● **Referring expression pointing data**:
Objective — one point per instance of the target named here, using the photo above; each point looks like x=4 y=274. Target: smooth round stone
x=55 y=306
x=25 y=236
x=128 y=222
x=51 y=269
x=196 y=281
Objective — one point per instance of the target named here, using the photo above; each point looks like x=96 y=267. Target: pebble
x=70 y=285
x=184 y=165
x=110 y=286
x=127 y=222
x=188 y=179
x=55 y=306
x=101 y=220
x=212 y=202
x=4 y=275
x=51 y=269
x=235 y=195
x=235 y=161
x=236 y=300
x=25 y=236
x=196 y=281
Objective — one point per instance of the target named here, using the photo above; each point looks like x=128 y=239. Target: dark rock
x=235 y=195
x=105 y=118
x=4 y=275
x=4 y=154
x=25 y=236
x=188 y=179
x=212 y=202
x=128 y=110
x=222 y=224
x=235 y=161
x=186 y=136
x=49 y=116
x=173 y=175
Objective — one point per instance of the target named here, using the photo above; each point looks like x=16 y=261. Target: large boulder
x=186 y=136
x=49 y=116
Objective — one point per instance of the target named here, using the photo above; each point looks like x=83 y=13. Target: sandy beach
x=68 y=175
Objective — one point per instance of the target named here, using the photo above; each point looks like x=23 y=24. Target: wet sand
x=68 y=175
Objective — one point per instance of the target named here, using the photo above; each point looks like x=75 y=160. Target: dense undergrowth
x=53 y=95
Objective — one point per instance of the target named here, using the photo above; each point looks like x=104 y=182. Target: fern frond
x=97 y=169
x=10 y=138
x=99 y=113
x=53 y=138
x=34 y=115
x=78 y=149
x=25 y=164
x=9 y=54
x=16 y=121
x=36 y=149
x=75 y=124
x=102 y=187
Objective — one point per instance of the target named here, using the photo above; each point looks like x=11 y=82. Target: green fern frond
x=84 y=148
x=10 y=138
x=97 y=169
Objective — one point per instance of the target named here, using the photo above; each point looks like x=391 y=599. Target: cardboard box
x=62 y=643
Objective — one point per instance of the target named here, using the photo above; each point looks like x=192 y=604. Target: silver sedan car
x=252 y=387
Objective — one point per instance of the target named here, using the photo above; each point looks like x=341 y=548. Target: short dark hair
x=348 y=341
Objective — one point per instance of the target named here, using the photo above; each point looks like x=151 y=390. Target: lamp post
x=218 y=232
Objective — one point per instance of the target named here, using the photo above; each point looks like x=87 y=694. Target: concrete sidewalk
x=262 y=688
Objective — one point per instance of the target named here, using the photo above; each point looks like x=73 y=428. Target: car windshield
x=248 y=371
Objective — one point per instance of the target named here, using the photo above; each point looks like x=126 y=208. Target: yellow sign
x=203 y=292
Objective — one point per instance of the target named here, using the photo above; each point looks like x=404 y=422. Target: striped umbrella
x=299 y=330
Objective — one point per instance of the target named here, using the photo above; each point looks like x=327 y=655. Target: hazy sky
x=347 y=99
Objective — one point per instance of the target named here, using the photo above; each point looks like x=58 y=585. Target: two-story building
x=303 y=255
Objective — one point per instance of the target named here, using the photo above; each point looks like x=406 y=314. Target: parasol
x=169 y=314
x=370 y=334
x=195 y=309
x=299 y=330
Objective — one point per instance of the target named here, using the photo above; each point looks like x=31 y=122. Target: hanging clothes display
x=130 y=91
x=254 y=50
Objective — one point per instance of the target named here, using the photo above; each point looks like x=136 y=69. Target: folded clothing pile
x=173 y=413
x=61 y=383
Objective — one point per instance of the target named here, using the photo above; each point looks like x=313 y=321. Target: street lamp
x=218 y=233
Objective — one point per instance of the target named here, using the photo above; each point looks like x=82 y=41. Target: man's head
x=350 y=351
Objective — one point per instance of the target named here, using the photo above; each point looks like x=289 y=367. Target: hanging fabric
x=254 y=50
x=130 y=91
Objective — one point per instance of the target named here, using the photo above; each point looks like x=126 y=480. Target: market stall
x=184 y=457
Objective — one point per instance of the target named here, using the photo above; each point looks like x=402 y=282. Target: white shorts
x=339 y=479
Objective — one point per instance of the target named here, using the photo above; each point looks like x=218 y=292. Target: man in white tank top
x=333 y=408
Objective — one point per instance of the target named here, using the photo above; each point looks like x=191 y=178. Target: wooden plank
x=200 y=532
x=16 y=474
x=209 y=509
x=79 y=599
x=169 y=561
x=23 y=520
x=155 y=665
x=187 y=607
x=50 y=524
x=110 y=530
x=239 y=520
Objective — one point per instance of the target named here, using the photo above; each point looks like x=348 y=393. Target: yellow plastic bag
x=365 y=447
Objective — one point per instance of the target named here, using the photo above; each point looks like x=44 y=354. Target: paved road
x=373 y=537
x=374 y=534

● **WHAT TO DO**: Reproduce each record exactly as it appears.

● **WRITTEN ANSWER**:
Objective — one point per instance of the target named here, using the photo above; each point looks like x=4 y=274. Target: smooth round stone
x=55 y=306
x=25 y=236
x=128 y=222
x=51 y=269
x=196 y=281
Objective — one point per instance of the target named here, using the photo above; each point looks like x=96 y=267. Target: pebble
x=70 y=285
x=184 y=165
x=110 y=286
x=127 y=222
x=188 y=179
x=55 y=306
x=101 y=220
x=212 y=202
x=4 y=275
x=51 y=269
x=235 y=195
x=235 y=161
x=236 y=300
x=25 y=236
x=196 y=281
Objective — one point per instance of the target named here, using the photo above; each point looks like x=128 y=239. Target: dark rock
x=235 y=195
x=105 y=118
x=4 y=275
x=4 y=154
x=25 y=236
x=188 y=179
x=212 y=202
x=128 y=110
x=222 y=224
x=235 y=161
x=186 y=136
x=49 y=116
x=173 y=175
Objective — one point per instance of the target named here, using the photo above; each point looks like x=16 y=261. Target: large boulder
x=186 y=136
x=49 y=116
Objective — one point per instance of the target named here, using the photo above; each point looks like x=83 y=13. Target: sandy beach
x=68 y=175
Objective — one point per instance of the target named here, using the photo above; each point looks like x=23 y=24. Target: wet sand
x=68 y=175
Objective — one point per instance of the target named here, using the photo above; each point looks like x=75 y=160. Target: dense undergrowth
x=53 y=95
Objective — one point per instance of the target named here, using the photo above; each point looks like x=104 y=182. Target: fern frond
x=97 y=169
x=10 y=138
x=99 y=113
x=53 y=138
x=34 y=115
x=78 y=149
x=25 y=164
x=9 y=54
x=16 y=121
x=36 y=149
x=75 y=124
x=102 y=187
Objective — one point per instance of the target named here, using the photo above; each point looks like x=11 y=82. Target: green fern frond
x=84 y=148
x=10 y=138
x=97 y=169
Objective — one point per instance of the target named here, using the photo above; each point looks like x=391 y=599. Target: cardboard box
x=62 y=643
Objective — one point per instance of the target named here, using the photo above; each point looks like x=192 y=604. Target: silver sedan car
x=252 y=387
Objective — one point per instance of the target named here, using the photo above; each point looks like x=341 y=548. Target: short dark hair
x=348 y=341
Objective — one point per instance of the target named here, using the photo above; each point looks like x=151 y=390. Target: lamp post
x=218 y=232
Objective — one point per instance of the target named here, using the photo above; each point looks like x=87 y=694. Target: concrete sidewalk
x=262 y=688
Objective — one point per instance of the target named here, using the photo above; each point looks like x=73 y=428. Target: car windshield
x=248 y=371
Objective — one point per instance of the target named here, using the photo above; each point looks like x=126 y=208. Target: yellow sign
x=203 y=292
Objective — one point per instance of the target named here, using the photo above; each point looks like x=404 y=422. Target: striped umbrella
x=299 y=330
Objective — one point per instance of the target named here, using the photo above; each point looks like x=327 y=655. Target: hazy sky
x=347 y=99
Objective — one point per instance of the target named here, using the photo above; each point looks like x=58 y=585. Target: two-story building
x=303 y=255
Objective — one point per instance of the target named here, using the photo above; each point looks like x=406 y=314. Target: parasol
x=169 y=314
x=370 y=334
x=195 y=309
x=299 y=330
Objective — one point per instance of the target named here, using the photo above; each point looks like x=31 y=122. Target: hanging clothes display
x=130 y=91
x=254 y=50
Objective — one point per instance of the target named here, using the photo above; each point looks like x=136 y=69. Target: folded clothing pile
x=173 y=413
x=61 y=383
Objective — one point per instance of the target named here, using the photo above; each point looks like x=313 y=321. Target: street lamp
x=218 y=233
Objective — one point per instance of the target named here, using the photo above; each point looks like x=82 y=41. Target: man's head
x=350 y=351
Objective — one point per instance of the target named here, using the photo above; each point looks like x=289 y=367. Target: hanging fabric
x=254 y=50
x=130 y=91
Objective — one point per instance of the target named here, using the photo above; each point looks like x=126 y=480. Target: market stall
x=184 y=457
Objective — one point per instance of the target named here, using the photo above; each point looks like x=402 y=282. Target: white shorts
x=339 y=479
Objective — one point per instance of the target named here, using the photo above; each point looks like x=218 y=292. Target: man in white tank top
x=333 y=408
Objective — one point per instance of the target named here, using the photo above; each point looks like x=191 y=178. Target: wooden plank
x=200 y=532
x=16 y=474
x=209 y=509
x=79 y=599
x=169 y=561
x=23 y=520
x=155 y=665
x=187 y=607
x=50 y=524
x=110 y=530
x=239 y=520
Objective — one point per instance of the target named here, using the photo above; each point looks like x=348 y=393. Target: yellow plastic bag
x=365 y=447
Objective — one point per instance of the target named here, using the photo above; each point looks like x=44 y=354. Target: paved road
x=373 y=537
x=374 y=534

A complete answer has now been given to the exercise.